>> Start Records to use
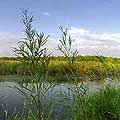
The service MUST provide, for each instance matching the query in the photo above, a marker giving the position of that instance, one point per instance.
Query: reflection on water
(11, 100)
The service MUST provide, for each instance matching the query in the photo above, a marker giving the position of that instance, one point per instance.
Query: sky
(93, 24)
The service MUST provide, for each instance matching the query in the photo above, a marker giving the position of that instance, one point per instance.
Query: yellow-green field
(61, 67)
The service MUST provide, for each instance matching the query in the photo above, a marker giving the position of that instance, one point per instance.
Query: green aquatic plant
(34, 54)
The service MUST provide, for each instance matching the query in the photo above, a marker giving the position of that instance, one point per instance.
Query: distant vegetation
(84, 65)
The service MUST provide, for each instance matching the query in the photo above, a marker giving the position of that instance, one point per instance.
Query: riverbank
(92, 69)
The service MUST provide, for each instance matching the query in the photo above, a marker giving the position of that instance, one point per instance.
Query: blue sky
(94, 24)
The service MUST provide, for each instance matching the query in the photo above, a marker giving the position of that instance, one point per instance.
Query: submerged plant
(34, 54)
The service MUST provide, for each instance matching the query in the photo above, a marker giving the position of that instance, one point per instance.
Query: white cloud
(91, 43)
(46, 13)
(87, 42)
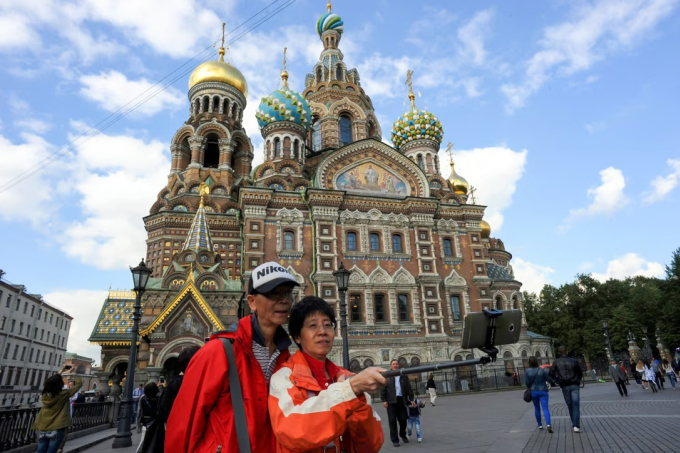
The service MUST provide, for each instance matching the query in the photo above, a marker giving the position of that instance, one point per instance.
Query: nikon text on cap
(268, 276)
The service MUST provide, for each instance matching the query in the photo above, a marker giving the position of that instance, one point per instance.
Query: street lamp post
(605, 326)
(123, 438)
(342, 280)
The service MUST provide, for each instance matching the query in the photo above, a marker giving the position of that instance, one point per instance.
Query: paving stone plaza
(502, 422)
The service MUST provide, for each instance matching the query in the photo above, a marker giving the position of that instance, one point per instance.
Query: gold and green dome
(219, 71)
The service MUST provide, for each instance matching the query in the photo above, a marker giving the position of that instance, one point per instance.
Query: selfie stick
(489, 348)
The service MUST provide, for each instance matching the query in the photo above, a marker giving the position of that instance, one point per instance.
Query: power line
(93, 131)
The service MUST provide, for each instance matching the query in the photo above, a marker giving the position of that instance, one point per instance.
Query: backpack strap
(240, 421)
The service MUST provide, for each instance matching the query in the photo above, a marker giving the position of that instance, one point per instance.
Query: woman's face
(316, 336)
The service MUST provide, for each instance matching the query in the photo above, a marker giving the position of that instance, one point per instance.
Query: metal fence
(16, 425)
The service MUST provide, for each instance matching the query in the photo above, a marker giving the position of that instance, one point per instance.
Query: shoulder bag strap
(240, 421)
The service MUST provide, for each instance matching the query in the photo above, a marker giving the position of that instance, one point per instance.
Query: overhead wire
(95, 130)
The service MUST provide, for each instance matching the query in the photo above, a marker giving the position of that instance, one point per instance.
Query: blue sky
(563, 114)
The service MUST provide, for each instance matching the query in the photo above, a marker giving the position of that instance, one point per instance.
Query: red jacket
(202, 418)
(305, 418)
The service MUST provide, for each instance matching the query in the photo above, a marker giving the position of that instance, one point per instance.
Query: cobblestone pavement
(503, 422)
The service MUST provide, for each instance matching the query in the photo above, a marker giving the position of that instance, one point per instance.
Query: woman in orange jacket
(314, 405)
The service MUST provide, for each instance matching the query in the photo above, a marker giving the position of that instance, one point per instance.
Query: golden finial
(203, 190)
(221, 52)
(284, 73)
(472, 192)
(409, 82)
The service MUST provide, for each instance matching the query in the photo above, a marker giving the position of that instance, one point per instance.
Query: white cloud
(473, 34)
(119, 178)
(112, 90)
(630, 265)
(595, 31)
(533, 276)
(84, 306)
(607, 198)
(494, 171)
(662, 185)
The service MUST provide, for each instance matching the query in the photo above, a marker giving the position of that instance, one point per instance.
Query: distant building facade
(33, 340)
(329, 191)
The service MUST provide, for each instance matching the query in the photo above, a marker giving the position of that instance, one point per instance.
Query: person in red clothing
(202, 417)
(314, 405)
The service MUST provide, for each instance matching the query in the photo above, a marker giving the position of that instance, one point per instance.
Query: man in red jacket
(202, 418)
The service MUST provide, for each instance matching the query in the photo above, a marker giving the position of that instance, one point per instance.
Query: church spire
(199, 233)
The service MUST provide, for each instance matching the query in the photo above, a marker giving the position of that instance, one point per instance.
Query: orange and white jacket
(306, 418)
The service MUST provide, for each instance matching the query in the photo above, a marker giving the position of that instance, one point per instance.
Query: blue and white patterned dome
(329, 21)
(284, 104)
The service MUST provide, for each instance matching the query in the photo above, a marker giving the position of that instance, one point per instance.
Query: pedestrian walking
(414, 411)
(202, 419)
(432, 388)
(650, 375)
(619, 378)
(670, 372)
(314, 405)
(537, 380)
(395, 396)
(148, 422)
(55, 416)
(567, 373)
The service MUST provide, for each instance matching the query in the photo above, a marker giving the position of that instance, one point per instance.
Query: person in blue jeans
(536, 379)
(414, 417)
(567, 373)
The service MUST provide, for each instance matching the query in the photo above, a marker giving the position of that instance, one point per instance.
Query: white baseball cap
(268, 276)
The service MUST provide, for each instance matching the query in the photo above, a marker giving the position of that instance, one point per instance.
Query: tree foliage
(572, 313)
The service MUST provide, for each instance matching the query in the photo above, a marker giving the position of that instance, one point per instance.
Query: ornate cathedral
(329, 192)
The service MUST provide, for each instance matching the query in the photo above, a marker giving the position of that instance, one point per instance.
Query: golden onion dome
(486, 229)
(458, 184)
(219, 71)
>> End Records to use
>> Start Records to use
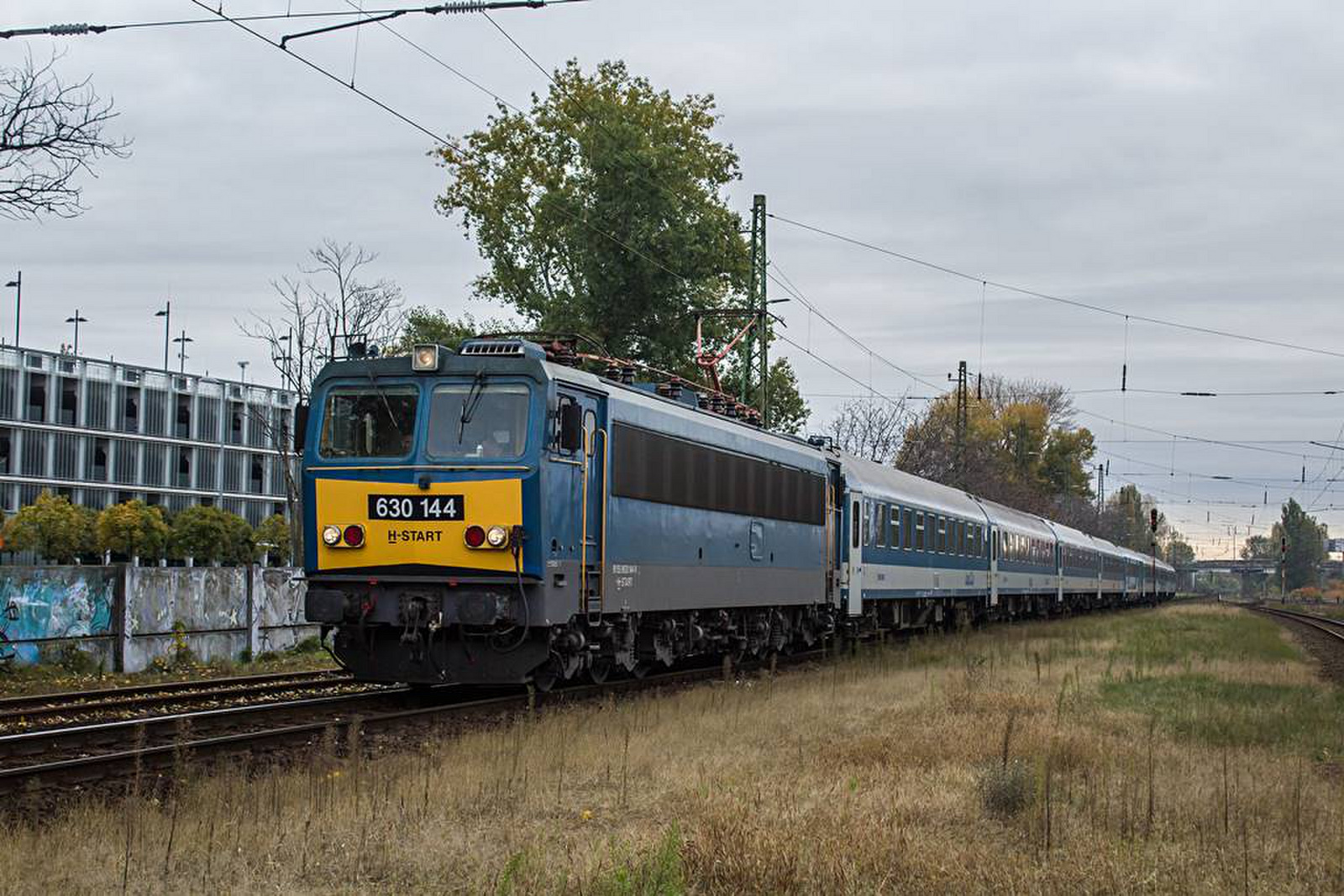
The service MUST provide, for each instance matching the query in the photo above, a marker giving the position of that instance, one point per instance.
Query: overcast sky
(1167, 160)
>> End Records to use
Written request:
How many lines in the data above contain the string "golden"? Case counts. Reply with the number only.

Answer below:
2